= Task directions =
List all lines of the data that include the string "negative".

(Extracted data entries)
..............................

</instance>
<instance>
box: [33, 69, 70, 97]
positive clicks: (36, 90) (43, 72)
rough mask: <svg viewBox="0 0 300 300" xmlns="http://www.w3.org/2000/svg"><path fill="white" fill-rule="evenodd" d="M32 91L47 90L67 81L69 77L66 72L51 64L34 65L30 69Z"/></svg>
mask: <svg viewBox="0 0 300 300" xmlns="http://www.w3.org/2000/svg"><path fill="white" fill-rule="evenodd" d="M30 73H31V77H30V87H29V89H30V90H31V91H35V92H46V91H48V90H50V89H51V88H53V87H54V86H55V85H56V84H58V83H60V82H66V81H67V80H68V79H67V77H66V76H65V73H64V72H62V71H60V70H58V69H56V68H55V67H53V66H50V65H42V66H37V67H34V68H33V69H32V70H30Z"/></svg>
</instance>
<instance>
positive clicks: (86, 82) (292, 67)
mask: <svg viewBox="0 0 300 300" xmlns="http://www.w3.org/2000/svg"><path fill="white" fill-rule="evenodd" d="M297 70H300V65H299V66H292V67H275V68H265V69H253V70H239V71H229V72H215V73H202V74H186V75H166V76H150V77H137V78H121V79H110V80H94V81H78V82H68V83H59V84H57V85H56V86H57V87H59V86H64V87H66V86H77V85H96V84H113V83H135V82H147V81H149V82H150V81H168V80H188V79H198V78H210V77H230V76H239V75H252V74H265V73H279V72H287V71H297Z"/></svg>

..............................

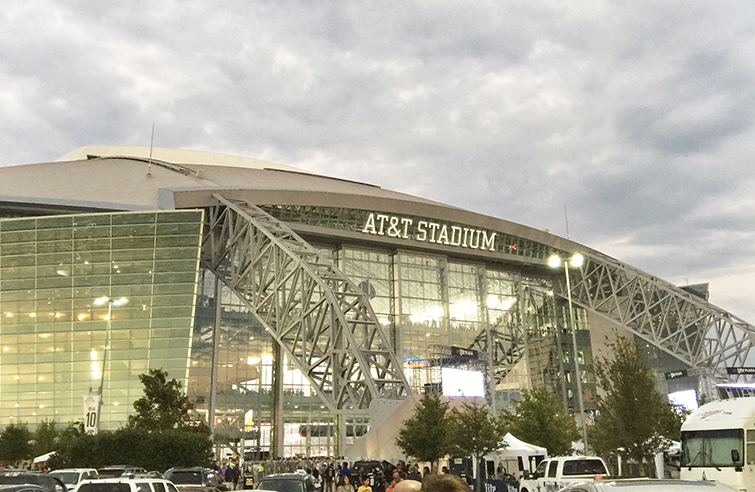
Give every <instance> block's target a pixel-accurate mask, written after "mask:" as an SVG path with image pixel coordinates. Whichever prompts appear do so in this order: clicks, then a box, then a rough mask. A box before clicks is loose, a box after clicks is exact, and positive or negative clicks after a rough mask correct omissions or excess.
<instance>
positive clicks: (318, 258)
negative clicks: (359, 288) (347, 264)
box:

..............................

= Written answer =
Give every <instance> block's target a pixel-accurate mask, written after "mask:" as an SVG path with image pixel coordinates. Whichever prompts appear do so in this order: clicks, then a box, then a rough mask. A box before clicks is loose, a box after clicks is exact, and positive or negative clicks after a rough mask correct omissions or excess.
negative clicks: (359, 288) (347, 264)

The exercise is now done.